#### [What you will do]
Rewrite the listing below as a numbered list, omitting any blank lines.

#### [Given data]

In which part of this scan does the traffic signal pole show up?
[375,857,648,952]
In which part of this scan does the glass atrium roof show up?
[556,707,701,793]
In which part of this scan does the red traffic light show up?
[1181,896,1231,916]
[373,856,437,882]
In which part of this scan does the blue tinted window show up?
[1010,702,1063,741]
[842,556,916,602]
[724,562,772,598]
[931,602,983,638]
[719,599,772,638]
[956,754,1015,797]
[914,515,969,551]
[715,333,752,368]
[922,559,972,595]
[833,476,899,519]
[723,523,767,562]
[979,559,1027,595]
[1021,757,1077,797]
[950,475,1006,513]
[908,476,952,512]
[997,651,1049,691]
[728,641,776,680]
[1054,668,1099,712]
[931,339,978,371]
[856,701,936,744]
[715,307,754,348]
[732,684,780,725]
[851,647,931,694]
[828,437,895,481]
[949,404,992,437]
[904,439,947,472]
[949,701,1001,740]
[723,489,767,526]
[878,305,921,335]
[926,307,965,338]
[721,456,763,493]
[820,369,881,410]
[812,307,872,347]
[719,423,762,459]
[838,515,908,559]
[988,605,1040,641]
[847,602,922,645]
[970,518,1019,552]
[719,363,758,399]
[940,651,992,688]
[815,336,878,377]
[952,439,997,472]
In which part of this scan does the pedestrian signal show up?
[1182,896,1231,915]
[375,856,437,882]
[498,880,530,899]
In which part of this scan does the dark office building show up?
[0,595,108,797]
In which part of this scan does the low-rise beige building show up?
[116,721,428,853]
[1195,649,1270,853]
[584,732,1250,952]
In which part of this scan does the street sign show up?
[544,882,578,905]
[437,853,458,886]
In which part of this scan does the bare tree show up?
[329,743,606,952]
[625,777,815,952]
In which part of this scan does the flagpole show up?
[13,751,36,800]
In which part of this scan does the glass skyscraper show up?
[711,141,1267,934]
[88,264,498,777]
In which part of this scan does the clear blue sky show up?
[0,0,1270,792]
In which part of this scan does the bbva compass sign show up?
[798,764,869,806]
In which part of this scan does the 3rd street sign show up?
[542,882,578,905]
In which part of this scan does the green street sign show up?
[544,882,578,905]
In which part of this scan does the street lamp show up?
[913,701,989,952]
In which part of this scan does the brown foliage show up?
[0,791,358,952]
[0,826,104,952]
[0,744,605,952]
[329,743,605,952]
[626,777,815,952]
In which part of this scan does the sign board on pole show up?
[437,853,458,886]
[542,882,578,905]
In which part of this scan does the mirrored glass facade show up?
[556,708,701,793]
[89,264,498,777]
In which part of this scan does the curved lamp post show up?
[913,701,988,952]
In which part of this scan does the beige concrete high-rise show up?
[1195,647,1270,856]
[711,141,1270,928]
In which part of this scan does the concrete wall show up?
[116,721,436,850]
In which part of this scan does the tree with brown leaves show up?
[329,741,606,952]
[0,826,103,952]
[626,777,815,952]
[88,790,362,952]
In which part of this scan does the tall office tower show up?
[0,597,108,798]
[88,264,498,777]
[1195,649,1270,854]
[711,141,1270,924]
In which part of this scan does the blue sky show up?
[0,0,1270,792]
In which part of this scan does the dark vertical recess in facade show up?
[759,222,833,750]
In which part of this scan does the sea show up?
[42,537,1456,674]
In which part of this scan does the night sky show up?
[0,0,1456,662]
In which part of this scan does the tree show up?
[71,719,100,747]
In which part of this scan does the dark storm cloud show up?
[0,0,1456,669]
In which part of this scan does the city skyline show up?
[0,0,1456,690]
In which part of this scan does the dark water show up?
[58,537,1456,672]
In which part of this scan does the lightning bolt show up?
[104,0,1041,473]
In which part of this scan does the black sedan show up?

#### [Answer to this exercise]
1. In which part of this scan does the traffic signal pole show up?
2. [375,857,648,952]
3. In which part of this scan does the glass atrium roof show up?
4. [556,707,701,793]
5. In which part of this scan does the red traffic light show up?
6. [1181,896,1231,916]
7. [373,856,437,882]
8. In which part of this scan does the blue tinted window show up?
9. [1010,702,1063,741]
10. [842,556,916,602]
11. [724,562,772,598]
12. [931,602,983,638]
13. [719,599,772,638]
14. [956,754,1015,797]
15. [914,515,969,551]
16. [715,333,752,368]
17. [922,559,972,595]
18. [833,476,899,519]
19. [723,523,767,562]
20. [979,559,1027,595]
21. [1021,757,1077,797]
22. [950,475,1006,513]
23. [908,476,952,512]
24. [997,651,1049,691]
25. [728,641,776,680]
26. [1054,668,1099,712]
27. [931,339,978,371]
28. [856,701,936,744]
29. [715,307,754,348]
30. [732,684,780,725]
31. [851,647,931,694]
32. [828,437,895,481]
33. [949,404,992,437]
34. [904,439,947,472]
35. [949,701,1001,740]
36. [723,489,767,526]
37. [878,305,921,335]
38. [926,307,965,338]
39. [721,456,763,493]
40. [820,369,881,410]
41. [812,307,872,347]
42. [719,423,762,459]
43. [838,515,908,559]
44. [988,605,1040,641]
45. [847,602,922,645]
46. [970,518,1019,552]
47. [719,363,758,399]
48. [940,651,992,688]
49. [815,336,878,377]
50. [952,439,997,472]
51. In which part of this scan does the pedestrian signal show up?
52. [1182,896,1231,915]
53. [375,856,437,882]
54. [498,880,530,899]
55. In which part of this scan does the dark office building show up?
56. [0,595,108,797]
57. In which part of this scan does the low-rise beige building show up?
58. [116,721,428,853]
59. [1195,649,1270,853]
60. [584,732,1250,952]
61. In which part of this scan does the street sign show up?
62. [544,882,578,905]
63. [437,853,458,886]
64. In which part of this scan does the bare tree show up?
65. [329,743,606,952]
66. [625,777,815,952]
67. In which part of this scan does the flagpole show up?
68. [13,751,36,800]
69. In which part of this scan does the glass skyscraper show up?
70. [711,141,1267,934]
71. [88,264,498,777]
72. In which part of this scan does the clear blue sky show up?
73. [0,0,1270,792]
74. In which part of this scan does the bbva compass sign show up?
75. [798,764,869,806]
76. In which part of this scan does the 3rd street sign show up?
77. [542,882,578,905]
78. In which part of this scan does the green street sign show up?
79. [544,882,578,905]
80. In which part of this scan does the street lamp show up?
81. [913,701,989,952]
82. In which part of this scan does the brown foliage show up?
83. [0,791,358,952]
84. [0,826,104,952]
85. [0,744,605,952]
86. [329,743,605,952]
87. [626,777,815,952]
88. In which part of this scan does the sign board on pole show up?
89. [437,853,458,886]
90. [542,882,578,905]
91. In which part of this scan does the mirrored glass facade show up?
92. [556,708,701,793]
93. [89,264,498,777]
94. In which part of this scan does the curved lamp post show up?
95. [913,701,988,952]
96. In which part of this scan does the beige concrete high-rise show up?
97. [1195,647,1270,856]
98. [711,141,1270,928]
99. In which part of this scan does the concrete wall show up?
100. [116,721,436,850]
101. In which part of this scan does the tree with brown leaves show up?
102. [329,741,606,952]
103. [0,826,103,952]
104. [626,777,815,952]
105. [88,790,362,952]
106. In which part of this scan does the tall office tower show up?
107. [0,597,108,798]
108. [88,264,498,777]
109. [1195,649,1270,854]
110. [711,141,1270,924]
111. In which part of this scan does the blue sky show up?
112. [0,0,1270,792]
113. In which part of this scan does the dark vertical recess in facade show up?
114. [759,222,833,750]
115. In which part of this scan does the sea show up?
116. [42,537,1456,674]
117. In which part of this scan does the night sky show up?
118. [0,0,1456,662]
119. In which part of this scan does the tree show up?
120. [71,719,100,747]
121. In which part of this scan does the dark storm cloud show up?
122. [0,0,1456,669]
123. In which part of this scan does the city skyline show up?
124. [0,0,1456,690]
125. In which part of this scan does the dark water show up?
126. [58,537,1456,672]
127. In which part of this scan does the lightning bolt show up?
128. [104,0,1041,473]
129. In which part of this scan does the black sedan show up?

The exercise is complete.